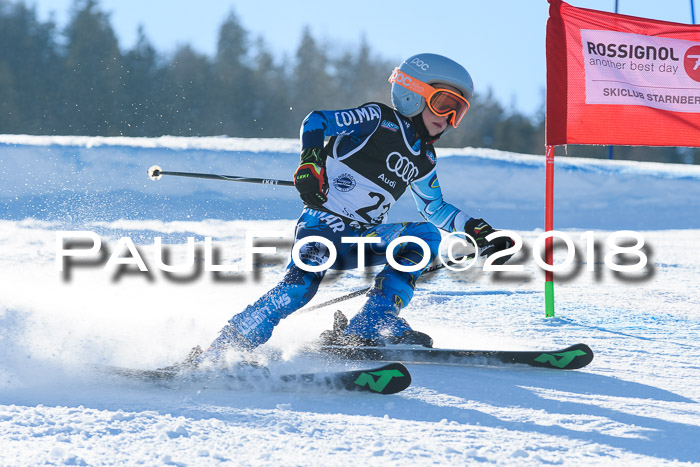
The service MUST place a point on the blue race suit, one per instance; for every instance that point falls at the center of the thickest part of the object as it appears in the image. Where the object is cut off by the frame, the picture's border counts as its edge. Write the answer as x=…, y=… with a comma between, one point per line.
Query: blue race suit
x=373, y=155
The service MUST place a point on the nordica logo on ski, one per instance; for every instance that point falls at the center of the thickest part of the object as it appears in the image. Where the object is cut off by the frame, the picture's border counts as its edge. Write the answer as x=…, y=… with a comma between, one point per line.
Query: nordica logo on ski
x=356, y=116
x=384, y=377
x=560, y=360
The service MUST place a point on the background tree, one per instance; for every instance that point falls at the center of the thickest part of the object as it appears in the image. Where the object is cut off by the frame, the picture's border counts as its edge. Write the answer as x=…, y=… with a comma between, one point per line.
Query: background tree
x=79, y=82
x=93, y=73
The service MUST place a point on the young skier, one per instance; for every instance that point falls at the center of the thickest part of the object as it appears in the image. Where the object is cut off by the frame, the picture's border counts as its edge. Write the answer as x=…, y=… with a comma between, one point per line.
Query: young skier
x=348, y=185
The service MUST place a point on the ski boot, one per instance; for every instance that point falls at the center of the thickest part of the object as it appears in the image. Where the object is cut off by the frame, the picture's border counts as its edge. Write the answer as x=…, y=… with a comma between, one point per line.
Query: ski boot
x=337, y=337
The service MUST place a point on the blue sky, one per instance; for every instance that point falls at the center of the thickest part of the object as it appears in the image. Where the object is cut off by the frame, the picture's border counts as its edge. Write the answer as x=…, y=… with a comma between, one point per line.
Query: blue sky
x=501, y=43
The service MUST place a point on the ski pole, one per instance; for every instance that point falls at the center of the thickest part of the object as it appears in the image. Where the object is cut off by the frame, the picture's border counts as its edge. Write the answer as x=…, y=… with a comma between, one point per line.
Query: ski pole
x=357, y=293
x=155, y=173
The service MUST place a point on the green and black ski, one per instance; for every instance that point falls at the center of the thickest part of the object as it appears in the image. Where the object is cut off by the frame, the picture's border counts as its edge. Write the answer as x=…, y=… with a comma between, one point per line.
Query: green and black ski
x=387, y=379
x=570, y=358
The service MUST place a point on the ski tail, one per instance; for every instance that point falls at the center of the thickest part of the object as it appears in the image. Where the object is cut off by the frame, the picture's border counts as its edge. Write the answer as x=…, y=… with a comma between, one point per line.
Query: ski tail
x=571, y=358
x=387, y=379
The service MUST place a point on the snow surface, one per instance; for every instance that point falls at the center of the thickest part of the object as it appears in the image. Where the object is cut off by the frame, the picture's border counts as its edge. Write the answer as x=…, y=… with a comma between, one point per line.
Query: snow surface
x=638, y=402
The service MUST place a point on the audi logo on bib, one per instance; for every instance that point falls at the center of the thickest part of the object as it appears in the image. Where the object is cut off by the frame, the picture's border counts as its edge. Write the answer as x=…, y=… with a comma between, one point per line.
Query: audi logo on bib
x=401, y=166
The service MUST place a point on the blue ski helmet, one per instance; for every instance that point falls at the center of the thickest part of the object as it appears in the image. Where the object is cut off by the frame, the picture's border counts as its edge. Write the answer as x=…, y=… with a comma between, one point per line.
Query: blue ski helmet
x=431, y=69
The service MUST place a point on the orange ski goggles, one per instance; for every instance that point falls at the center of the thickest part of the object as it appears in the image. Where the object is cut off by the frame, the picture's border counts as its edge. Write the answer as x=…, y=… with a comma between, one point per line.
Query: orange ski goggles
x=442, y=102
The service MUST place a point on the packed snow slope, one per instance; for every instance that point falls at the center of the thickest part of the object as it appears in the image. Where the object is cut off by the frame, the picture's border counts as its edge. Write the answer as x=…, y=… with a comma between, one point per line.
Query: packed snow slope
x=638, y=402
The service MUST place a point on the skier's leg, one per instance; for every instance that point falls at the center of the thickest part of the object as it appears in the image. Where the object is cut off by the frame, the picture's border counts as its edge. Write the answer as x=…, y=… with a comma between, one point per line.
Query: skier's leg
x=393, y=289
x=253, y=326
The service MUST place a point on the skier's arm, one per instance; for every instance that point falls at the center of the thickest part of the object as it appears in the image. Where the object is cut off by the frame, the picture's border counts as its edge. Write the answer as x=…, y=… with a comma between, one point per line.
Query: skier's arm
x=445, y=216
x=428, y=196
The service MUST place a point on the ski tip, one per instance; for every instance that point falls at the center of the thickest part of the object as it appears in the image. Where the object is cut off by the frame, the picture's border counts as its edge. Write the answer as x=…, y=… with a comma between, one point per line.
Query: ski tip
x=388, y=379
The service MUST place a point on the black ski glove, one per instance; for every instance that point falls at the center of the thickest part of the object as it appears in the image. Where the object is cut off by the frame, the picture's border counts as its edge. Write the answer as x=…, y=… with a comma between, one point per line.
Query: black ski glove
x=479, y=229
x=310, y=179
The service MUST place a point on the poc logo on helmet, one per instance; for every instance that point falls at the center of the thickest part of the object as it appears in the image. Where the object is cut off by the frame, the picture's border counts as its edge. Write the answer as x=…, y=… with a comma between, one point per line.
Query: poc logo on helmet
x=399, y=77
x=420, y=64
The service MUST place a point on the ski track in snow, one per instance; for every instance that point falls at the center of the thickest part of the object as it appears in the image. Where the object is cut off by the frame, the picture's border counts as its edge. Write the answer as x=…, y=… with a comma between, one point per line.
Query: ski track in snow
x=637, y=402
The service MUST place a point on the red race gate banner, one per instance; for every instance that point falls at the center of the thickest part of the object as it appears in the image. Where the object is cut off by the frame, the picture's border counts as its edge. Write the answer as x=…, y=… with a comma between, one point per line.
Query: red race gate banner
x=617, y=79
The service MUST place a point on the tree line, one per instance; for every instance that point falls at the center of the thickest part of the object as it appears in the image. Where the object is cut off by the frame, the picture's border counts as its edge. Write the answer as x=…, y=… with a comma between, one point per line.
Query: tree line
x=78, y=81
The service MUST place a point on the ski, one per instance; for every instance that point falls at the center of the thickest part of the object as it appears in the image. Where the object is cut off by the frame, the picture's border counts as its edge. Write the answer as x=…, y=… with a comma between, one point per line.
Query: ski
x=387, y=379
x=570, y=358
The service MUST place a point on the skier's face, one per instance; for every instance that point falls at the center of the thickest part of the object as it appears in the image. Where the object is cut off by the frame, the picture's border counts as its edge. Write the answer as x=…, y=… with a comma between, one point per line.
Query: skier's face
x=434, y=123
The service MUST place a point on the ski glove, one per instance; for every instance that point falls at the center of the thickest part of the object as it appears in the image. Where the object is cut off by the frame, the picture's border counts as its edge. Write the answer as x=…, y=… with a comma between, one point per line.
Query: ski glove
x=479, y=229
x=310, y=179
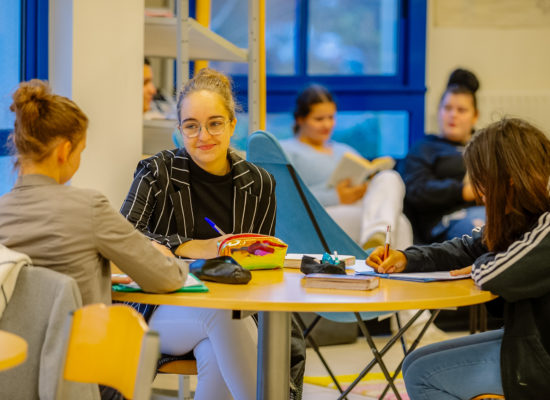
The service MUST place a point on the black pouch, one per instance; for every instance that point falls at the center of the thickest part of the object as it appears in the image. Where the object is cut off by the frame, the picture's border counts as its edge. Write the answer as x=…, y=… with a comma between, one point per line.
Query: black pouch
x=312, y=266
x=223, y=269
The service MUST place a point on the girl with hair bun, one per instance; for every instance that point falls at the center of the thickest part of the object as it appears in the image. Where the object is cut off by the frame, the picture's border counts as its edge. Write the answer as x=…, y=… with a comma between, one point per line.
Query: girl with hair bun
x=171, y=195
x=67, y=229
x=439, y=199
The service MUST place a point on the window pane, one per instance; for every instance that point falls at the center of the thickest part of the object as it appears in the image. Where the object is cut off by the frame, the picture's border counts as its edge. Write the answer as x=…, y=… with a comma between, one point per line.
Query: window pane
x=373, y=134
x=350, y=37
x=10, y=43
x=231, y=22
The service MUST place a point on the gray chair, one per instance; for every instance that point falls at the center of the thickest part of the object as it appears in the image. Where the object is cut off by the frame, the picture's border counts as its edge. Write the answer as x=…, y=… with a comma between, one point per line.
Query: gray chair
x=305, y=226
x=37, y=311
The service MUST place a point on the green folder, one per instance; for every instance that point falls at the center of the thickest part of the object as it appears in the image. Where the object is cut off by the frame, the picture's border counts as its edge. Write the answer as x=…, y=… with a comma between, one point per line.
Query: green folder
x=192, y=285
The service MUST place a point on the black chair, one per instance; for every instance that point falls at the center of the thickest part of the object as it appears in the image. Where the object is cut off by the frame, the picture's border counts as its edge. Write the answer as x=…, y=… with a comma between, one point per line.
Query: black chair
x=305, y=226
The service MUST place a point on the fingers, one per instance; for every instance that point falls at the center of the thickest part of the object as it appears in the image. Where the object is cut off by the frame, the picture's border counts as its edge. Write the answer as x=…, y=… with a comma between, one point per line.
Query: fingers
x=375, y=258
x=163, y=249
x=461, y=271
x=120, y=279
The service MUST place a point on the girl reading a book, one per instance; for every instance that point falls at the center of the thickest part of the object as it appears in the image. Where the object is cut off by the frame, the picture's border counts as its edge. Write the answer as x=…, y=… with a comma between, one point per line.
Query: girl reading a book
x=71, y=230
x=509, y=167
x=363, y=210
x=172, y=197
x=439, y=200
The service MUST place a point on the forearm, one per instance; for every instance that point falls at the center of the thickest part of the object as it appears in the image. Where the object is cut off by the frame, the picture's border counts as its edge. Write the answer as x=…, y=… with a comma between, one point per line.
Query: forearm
x=206, y=248
x=446, y=256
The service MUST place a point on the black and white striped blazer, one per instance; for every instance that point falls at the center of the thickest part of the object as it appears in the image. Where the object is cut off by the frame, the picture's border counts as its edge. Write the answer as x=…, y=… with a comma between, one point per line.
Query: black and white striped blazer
x=159, y=201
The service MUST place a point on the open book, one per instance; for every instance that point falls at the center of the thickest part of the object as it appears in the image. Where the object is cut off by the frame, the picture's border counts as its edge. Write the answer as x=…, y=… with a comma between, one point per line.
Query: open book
x=358, y=169
x=333, y=281
x=192, y=284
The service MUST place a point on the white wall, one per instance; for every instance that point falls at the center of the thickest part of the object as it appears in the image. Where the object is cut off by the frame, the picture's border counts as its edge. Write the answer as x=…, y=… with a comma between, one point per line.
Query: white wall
x=96, y=58
x=505, y=43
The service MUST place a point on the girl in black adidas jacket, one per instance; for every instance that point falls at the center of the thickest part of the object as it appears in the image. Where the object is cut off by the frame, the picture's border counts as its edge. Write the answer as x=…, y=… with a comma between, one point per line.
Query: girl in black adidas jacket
x=509, y=166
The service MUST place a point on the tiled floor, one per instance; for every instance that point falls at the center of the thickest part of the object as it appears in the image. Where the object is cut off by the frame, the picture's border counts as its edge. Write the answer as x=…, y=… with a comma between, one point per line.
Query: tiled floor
x=344, y=359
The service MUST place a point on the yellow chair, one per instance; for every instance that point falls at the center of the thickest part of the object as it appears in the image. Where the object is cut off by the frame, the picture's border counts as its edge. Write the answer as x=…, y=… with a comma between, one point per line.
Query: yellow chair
x=112, y=346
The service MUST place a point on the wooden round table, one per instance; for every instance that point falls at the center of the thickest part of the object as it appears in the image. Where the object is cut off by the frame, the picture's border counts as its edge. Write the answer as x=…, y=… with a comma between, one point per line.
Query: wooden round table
x=13, y=350
x=277, y=293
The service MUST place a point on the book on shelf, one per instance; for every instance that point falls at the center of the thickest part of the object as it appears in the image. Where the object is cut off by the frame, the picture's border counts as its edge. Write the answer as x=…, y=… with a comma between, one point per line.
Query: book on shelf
x=294, y=260
x=358, y=169
x=346, y=282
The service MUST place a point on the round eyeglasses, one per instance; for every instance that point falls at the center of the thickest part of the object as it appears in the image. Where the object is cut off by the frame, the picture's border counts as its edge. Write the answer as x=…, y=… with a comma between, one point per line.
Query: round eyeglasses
x=214, y=126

* * * * * * *

(TASK PROMPT)
Print the lines of the data above exactly, from the line containing "The service MUST place a point on the fingers, one" up to and including the line containing "x=120, y=279".

(SOLUTION FOR THIS TASK)
The service MUST place a point on the fingers, one per instance; for every instance that point falls at the center of the thickest part of the object as it appears in the image. Where the object is cut off by the frame, the picture's border counts as its edge. Write the answer as x=…, y=… with a comma between, one point per line.
Query: fingers
x=375, y=258
x=163, y=249
x=461, y=271
x=120, y=279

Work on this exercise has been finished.